PROBLEM TO WORK ON: In the listing, locate the line containing "vanity cabinet in the photo above.", then quote it and all following lines exactly. Omit pictures.

— START OF INFORMATION GIVEN —

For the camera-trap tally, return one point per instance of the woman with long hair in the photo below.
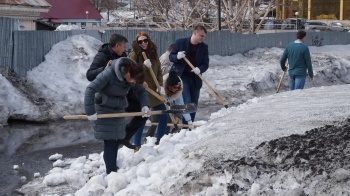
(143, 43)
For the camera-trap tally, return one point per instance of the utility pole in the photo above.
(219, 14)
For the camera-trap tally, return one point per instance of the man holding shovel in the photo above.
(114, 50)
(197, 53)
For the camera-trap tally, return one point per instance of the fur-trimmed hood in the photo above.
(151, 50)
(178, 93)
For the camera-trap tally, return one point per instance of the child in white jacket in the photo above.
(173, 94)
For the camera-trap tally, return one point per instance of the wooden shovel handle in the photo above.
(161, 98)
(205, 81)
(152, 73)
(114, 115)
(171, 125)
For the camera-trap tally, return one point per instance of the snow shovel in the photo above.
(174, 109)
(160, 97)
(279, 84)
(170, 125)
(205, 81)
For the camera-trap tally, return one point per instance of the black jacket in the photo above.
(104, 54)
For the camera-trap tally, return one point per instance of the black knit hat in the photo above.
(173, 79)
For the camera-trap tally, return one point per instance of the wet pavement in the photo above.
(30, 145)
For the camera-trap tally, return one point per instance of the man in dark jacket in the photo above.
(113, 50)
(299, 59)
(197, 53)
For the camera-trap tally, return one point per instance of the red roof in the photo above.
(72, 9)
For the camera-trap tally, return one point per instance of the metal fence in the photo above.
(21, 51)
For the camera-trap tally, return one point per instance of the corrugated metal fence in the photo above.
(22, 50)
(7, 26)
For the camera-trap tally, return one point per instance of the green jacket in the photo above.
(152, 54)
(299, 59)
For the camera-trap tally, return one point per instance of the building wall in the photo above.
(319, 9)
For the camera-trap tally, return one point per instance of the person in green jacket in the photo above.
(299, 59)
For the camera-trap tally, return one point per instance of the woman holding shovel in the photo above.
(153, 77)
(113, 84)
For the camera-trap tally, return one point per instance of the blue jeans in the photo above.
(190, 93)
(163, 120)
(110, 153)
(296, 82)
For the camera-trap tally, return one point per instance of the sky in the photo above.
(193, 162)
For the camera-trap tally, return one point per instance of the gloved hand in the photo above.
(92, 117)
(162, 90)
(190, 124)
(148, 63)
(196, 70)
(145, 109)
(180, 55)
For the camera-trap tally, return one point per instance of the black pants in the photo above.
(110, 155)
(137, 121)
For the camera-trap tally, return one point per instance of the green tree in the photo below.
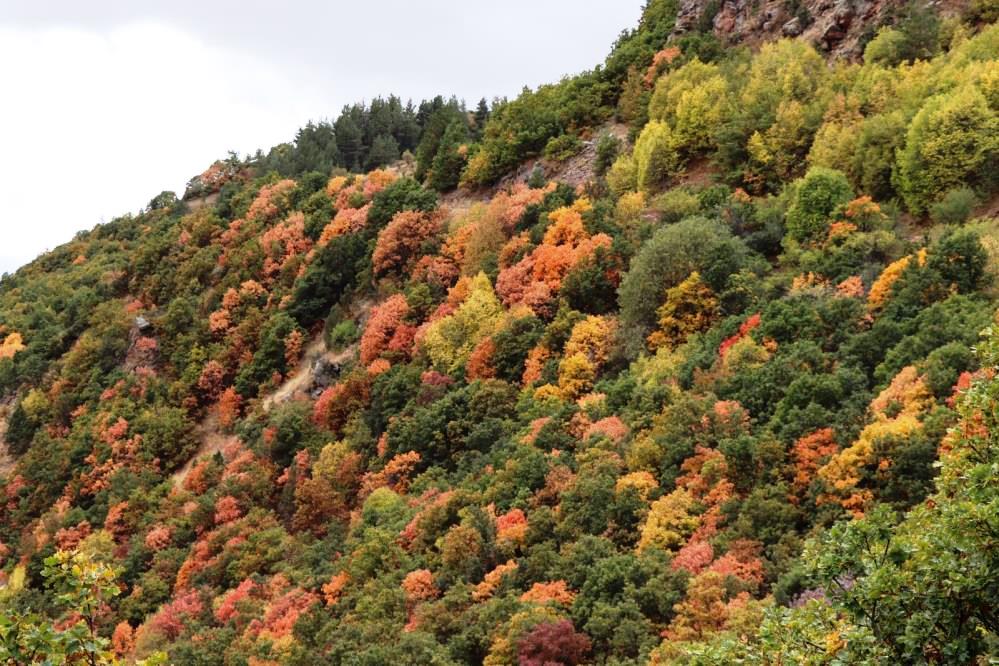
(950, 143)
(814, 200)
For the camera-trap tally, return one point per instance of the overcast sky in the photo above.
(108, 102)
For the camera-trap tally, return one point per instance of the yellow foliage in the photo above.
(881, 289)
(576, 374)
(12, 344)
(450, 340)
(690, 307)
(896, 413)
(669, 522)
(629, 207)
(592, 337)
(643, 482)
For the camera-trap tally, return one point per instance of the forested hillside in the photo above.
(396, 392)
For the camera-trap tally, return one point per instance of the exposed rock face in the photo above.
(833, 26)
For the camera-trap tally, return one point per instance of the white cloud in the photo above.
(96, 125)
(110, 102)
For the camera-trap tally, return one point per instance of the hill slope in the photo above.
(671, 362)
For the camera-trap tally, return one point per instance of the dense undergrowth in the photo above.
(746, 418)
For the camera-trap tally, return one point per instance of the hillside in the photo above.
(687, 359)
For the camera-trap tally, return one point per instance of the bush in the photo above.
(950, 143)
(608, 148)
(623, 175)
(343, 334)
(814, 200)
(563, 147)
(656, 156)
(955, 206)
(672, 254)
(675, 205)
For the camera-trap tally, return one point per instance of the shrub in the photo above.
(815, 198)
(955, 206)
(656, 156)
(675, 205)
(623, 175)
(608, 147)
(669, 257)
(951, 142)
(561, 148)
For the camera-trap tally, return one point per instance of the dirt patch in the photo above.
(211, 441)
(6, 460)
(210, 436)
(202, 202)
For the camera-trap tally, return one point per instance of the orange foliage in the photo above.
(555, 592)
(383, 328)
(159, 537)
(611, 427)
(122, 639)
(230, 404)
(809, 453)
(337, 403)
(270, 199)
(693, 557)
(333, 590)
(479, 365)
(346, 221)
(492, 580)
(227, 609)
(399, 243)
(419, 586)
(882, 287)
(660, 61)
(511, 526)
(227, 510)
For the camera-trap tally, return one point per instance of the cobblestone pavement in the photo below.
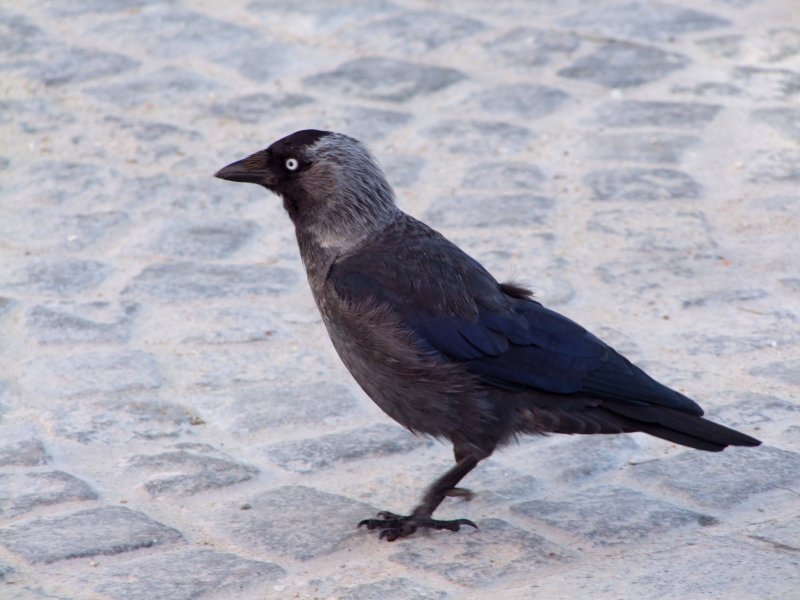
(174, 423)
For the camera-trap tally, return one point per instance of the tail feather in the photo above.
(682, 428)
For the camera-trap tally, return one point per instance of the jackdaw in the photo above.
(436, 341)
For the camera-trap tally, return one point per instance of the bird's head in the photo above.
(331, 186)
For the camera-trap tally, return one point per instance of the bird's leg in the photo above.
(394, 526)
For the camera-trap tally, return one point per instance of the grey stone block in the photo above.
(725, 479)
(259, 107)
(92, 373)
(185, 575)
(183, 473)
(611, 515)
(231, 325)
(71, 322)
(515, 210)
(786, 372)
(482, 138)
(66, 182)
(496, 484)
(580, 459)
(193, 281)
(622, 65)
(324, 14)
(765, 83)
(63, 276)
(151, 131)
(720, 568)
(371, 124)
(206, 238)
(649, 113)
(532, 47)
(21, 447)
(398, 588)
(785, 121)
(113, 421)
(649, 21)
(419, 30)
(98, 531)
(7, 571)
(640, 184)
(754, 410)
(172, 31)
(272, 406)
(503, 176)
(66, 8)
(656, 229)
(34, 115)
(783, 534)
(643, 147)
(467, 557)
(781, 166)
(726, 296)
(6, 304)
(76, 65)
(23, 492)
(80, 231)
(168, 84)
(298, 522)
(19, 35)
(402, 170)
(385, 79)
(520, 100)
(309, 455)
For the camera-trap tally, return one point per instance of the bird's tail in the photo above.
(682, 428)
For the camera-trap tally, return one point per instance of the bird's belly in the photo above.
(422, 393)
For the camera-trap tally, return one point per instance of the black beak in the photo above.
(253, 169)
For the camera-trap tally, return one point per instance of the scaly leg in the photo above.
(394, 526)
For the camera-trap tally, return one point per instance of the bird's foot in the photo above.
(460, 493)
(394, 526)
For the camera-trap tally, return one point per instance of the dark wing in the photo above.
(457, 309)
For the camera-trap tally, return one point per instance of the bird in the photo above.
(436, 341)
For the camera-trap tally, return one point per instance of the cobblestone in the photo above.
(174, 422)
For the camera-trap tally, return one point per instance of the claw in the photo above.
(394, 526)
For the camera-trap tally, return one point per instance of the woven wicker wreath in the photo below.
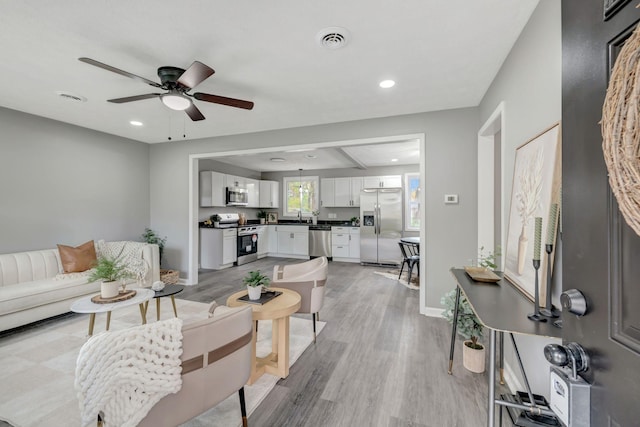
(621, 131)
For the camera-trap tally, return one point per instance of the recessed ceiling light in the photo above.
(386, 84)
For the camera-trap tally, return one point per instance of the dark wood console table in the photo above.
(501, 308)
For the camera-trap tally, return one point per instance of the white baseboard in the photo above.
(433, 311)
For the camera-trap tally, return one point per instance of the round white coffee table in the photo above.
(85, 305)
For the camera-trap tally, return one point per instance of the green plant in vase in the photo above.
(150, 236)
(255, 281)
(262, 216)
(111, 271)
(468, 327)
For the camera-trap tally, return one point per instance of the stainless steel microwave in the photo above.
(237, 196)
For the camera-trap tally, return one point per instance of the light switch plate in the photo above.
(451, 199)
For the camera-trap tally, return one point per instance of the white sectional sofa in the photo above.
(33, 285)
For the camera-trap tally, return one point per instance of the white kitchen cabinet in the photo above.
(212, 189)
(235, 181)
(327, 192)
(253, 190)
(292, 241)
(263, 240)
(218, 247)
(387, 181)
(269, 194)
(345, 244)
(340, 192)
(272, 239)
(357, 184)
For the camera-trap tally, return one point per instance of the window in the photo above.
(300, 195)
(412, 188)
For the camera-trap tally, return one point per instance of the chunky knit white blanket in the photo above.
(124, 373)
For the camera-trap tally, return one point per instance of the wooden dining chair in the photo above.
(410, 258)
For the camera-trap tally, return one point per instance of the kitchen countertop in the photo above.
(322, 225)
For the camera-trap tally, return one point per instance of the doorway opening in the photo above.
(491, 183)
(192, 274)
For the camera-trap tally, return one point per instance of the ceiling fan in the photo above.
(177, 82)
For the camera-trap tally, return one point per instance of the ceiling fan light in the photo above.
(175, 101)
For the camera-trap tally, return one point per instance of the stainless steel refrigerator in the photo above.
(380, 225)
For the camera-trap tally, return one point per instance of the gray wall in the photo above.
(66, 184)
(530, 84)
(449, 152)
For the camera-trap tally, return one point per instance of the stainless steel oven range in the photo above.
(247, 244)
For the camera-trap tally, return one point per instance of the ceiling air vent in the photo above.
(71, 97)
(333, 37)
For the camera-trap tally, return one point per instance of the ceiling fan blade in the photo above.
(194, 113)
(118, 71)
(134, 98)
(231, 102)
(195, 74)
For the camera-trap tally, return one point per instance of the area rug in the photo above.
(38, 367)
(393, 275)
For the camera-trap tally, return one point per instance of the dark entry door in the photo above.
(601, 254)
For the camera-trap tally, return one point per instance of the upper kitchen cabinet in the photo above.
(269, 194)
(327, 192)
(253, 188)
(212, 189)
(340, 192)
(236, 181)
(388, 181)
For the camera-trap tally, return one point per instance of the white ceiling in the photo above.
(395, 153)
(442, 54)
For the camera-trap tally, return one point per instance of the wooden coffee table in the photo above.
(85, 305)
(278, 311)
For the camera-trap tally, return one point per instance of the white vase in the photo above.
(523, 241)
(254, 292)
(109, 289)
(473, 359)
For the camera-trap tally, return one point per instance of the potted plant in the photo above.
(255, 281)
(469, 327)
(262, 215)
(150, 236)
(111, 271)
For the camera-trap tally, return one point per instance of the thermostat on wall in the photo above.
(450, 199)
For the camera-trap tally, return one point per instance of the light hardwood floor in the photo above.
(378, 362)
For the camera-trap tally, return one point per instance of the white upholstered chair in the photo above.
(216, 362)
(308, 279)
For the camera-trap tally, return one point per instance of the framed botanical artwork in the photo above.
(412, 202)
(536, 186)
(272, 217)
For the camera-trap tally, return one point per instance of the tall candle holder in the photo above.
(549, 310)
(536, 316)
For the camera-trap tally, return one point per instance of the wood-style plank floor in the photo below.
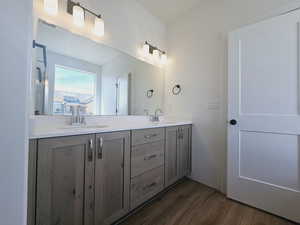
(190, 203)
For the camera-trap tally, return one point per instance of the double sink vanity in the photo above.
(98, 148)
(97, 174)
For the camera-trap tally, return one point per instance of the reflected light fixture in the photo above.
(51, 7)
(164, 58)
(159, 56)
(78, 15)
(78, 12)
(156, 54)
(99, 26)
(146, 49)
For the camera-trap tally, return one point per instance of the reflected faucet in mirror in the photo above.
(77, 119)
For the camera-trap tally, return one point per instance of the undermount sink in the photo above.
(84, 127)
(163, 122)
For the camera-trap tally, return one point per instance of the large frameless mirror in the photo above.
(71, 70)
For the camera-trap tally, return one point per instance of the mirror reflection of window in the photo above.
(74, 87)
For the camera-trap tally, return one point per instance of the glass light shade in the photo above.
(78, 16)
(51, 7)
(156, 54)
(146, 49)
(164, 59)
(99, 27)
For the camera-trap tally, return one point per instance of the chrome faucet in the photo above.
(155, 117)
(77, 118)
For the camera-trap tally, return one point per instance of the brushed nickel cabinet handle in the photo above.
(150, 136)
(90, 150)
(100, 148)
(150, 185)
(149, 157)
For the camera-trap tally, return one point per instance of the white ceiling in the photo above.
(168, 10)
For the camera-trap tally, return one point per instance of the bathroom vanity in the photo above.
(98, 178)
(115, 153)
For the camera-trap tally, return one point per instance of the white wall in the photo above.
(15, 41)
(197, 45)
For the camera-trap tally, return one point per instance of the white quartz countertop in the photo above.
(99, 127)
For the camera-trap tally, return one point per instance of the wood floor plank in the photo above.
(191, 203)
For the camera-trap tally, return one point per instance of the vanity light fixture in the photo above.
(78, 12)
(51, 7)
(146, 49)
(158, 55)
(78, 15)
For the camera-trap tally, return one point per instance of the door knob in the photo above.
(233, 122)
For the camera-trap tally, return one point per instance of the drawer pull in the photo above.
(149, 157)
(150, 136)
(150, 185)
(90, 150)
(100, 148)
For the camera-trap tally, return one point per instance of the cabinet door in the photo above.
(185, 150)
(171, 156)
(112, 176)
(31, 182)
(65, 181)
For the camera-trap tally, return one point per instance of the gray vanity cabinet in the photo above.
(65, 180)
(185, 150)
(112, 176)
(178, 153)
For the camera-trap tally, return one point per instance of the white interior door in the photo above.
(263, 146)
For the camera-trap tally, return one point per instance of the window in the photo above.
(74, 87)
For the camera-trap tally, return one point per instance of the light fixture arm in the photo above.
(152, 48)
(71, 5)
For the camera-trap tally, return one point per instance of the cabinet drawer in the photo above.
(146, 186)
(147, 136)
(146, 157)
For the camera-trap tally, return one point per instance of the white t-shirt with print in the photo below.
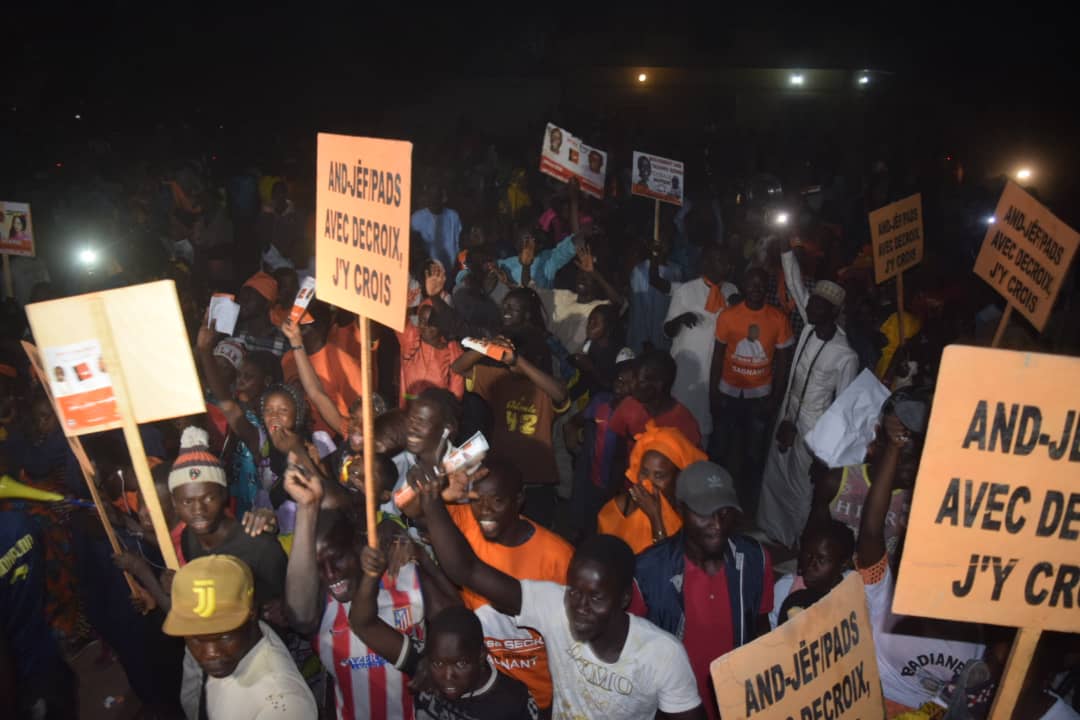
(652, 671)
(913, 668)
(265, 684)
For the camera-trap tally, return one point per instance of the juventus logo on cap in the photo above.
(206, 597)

— END OF INFORMATION GIVEN —

THE REPLY:
For the camera-trap tally, return one point per instance of the gray vanity cabinet in the photo above.
(65, 180)
(185, 150)
(112, 176)
(178, 153)
For the camera-trap tally, return one point per instance of the white interior door in the photo above.
(263, 146)
For the camera-trap tally, return one point per instance of the window in the photo above.
(74, 87)
For the camera-trap tally, return one point per instance of the light fixture arm in the photo above.
(152, 48)
(71, 5)
For the camera-trap tally, return one point per instance of the cabinet drawer in the photo above.
(146, 186)
(147, 136)
(146, 157)
For the camera-trap tally, return one point per instance of the white t-shirt with print in the photo below.
(652, 671)
(913, 668)
(265, 684)
For the camera-trap tally, return one point per instance of the juventus logo on cap in the photo above.
(206, 597)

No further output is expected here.